| What the task requires |
Begin at the top of the records below and return each line exactly through the line with "# test: pin the awning, one". Skip pictures.
= = = = = = =
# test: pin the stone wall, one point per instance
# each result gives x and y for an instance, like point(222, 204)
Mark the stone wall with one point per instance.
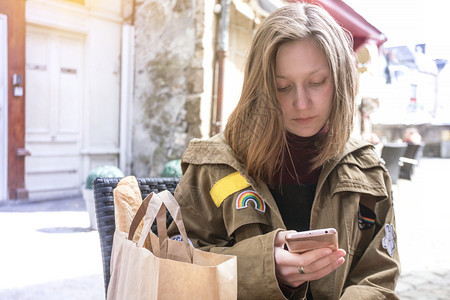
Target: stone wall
point(168, 81)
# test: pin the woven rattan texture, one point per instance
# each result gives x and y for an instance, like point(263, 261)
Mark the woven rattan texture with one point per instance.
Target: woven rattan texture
point(104, 210)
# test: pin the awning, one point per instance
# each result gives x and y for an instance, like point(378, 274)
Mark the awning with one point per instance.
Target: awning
point(361, 30)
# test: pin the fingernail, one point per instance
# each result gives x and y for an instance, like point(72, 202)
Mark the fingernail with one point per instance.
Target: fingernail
point(326, 251)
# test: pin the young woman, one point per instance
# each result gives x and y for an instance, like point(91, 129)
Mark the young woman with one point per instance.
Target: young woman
point(286, 162)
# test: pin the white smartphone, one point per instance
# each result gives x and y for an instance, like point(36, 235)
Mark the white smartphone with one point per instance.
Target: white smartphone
point(300, 242)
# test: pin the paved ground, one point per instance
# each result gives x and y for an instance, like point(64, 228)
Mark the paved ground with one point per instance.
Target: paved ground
point(48, 252)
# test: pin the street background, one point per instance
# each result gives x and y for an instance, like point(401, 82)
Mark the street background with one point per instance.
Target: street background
point(48, 251)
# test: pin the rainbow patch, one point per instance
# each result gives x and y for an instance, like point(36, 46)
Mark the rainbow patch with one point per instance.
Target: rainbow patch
point(250, 196)
point(368, 220)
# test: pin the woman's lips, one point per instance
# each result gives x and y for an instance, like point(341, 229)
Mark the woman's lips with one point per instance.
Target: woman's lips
point(303, 120)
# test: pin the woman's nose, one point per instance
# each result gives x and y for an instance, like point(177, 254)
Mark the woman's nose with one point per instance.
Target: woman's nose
point(301, 100)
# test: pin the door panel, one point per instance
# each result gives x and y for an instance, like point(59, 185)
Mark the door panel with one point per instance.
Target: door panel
point(53, 112)
point(3, 107)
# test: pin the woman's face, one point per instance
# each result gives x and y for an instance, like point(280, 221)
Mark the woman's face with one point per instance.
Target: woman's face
point(305, 86)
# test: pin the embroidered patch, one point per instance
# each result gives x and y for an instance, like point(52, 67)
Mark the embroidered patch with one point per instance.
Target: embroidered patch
point(227, 186)
point(388, 241)
point(179, 238)
point(250, 196)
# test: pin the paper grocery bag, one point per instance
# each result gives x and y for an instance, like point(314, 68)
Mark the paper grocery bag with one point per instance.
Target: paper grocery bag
point(170, 269)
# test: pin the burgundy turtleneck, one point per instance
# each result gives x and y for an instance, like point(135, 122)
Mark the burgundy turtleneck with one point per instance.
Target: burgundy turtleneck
point(295, 195)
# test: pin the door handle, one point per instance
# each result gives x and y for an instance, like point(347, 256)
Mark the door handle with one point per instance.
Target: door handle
point(23, 152)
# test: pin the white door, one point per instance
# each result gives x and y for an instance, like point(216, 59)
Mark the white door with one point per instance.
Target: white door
point(54, 91)
point(3, 108)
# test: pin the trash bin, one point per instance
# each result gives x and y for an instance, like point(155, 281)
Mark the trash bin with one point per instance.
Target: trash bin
point(445, 143)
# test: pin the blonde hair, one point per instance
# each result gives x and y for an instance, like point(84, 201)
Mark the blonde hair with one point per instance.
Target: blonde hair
point(255, 130)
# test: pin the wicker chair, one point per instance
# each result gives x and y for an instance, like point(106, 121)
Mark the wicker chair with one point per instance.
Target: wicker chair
point(104, 211)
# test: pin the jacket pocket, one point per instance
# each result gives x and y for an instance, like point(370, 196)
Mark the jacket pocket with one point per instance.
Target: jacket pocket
point(357, 177)
point(358, 237)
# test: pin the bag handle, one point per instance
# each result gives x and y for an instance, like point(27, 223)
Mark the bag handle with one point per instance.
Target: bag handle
point(154, 207)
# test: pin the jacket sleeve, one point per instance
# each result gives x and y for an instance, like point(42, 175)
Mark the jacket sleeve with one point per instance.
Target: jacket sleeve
point(375, 269)
point(204, 223)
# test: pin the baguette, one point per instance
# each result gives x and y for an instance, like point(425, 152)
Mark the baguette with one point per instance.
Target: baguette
point(127, 200)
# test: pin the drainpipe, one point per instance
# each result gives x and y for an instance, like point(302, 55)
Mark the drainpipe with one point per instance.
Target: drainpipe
point(221, 51)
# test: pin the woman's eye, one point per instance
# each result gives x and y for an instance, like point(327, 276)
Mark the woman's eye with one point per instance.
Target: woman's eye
point(317, 83)
point(284, 88)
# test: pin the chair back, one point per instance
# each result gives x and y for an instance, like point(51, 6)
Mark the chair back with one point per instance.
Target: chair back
point(104, 211)
point(391, 154)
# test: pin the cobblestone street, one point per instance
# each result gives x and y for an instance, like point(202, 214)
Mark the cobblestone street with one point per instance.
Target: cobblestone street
point(49, 253)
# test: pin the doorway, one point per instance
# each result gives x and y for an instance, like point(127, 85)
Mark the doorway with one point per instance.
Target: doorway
point(53, 117)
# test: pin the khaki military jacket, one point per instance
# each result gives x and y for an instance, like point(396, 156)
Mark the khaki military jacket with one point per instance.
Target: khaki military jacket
point(226, 211)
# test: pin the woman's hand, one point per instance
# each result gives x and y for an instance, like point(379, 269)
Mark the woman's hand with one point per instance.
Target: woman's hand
point(316, 263)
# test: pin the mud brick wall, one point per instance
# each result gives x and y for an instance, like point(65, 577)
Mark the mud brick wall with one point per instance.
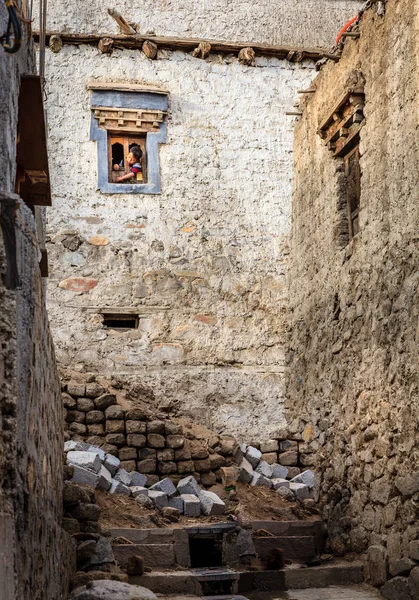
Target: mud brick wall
point(31, 435)
point(204, 261)
point(352, 363)
point(156, 447)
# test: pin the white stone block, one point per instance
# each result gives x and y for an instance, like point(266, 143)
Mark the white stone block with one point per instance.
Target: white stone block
point(111, 463)
point(117, 487)
point(254, 456)
point(265, 469)
point(137, 479)
point(191, 505)
point(159, 499)
point(307, 477)
point(84, 476)
point(166, 486)
point(178, 503)
point(122, 476)
point(105, 479)
point(138, 490)
point(211, 504)
point(245, 471)
point(279, 482)
point(300, 491)
point(188, 485)
point(259, 479)
point(279, 472)
point(84, 459)
point(97, 451)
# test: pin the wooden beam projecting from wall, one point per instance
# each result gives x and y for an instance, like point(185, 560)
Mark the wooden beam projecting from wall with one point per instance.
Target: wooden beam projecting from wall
point(132, 42)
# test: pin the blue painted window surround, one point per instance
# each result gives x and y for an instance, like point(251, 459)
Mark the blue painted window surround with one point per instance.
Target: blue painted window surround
point(132, 100)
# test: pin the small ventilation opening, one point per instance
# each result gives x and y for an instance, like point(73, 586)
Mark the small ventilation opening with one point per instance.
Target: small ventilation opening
point(206, 550)
point(120, 322)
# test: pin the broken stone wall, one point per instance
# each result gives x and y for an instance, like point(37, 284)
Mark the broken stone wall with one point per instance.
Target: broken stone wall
point(352, 376)
point(289, 22)
point(204, 261)
point(31, 415)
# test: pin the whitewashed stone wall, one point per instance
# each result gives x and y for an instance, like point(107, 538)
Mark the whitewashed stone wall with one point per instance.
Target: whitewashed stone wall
point(205, 260)
point(308, 22)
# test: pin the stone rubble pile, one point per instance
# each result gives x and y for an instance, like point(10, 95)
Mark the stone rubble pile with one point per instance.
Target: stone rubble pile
point(254, 470)
point(93, 467)
point(155, 448)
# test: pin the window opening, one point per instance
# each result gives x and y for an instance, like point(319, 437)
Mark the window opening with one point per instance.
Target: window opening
point(120, 322)
point(353, 190)
point(119, 148)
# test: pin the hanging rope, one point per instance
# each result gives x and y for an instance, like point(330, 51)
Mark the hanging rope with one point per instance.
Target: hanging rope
point(11, 40)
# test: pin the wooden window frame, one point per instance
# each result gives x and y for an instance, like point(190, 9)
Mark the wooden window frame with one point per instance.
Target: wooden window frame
point(126, 141)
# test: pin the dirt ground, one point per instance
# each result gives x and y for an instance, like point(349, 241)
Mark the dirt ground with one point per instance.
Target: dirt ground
point(250, 504)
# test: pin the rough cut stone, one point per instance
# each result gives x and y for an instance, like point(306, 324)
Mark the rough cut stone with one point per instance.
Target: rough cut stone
point(396, 589)
point(253, 455)
point(177, 502)
point(269, 446)
point(306, 477)
point(114, 412)
point(211, 504)
point(122, 476)
point(159, 499)
point(135, 427)
point(188, 485)
point(102, 590)
point(137, 440)
point(155, 440)
point(144, 501)
point(105, 479)
point(104, 401)
point(279, 471)
point(85, 460)
point(147, 465)
point(112, 463)
point(137, 479)
point(300, 490)
point(119, 488)
point(137, 490)
point(245, 471)
point(288, 458)
point(166, 486)
point(191, 505)
point(84, 476)
point(259, 479)
point(264, 469)
point(277, 483)
point(175, 441)
point(72, 445)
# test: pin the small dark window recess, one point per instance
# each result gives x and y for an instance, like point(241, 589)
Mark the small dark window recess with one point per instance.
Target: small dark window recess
point(119, 147)
point(353, 190)
point(120, 322)
point(206, 550)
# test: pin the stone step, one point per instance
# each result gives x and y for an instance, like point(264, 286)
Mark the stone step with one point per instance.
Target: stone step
point(190, 581)
point(297, 548)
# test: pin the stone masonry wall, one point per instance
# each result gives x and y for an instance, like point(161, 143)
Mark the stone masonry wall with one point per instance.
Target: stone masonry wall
point(308, 23)
point(352, 365)
point(203, 262)
point(30, 410)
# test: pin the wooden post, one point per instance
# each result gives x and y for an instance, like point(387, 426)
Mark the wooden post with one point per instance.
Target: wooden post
point(203, 50)
point(150, 49)
point(123, 25)
point(105, 45)
point(247, 56)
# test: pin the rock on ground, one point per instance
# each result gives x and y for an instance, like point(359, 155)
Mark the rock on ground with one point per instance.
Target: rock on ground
point(115, 590)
= = = = = = =
| Solution for this problem |
# test: pin the stone wall, one point per instance
# each result gives x and y for an instance, like point(222, 204)
Mark the stone wall with one point per instance.
Target: stone wall
point(168, 81)
# test: pin the woven rattan texture, one point per instance
# each result gives x and y for an instance, like point(263, 261)
Mark the woven rattan texture with one point per instance.
Target: woven rattan texture
point(104, 210)
# test: pin the awning, one point per instance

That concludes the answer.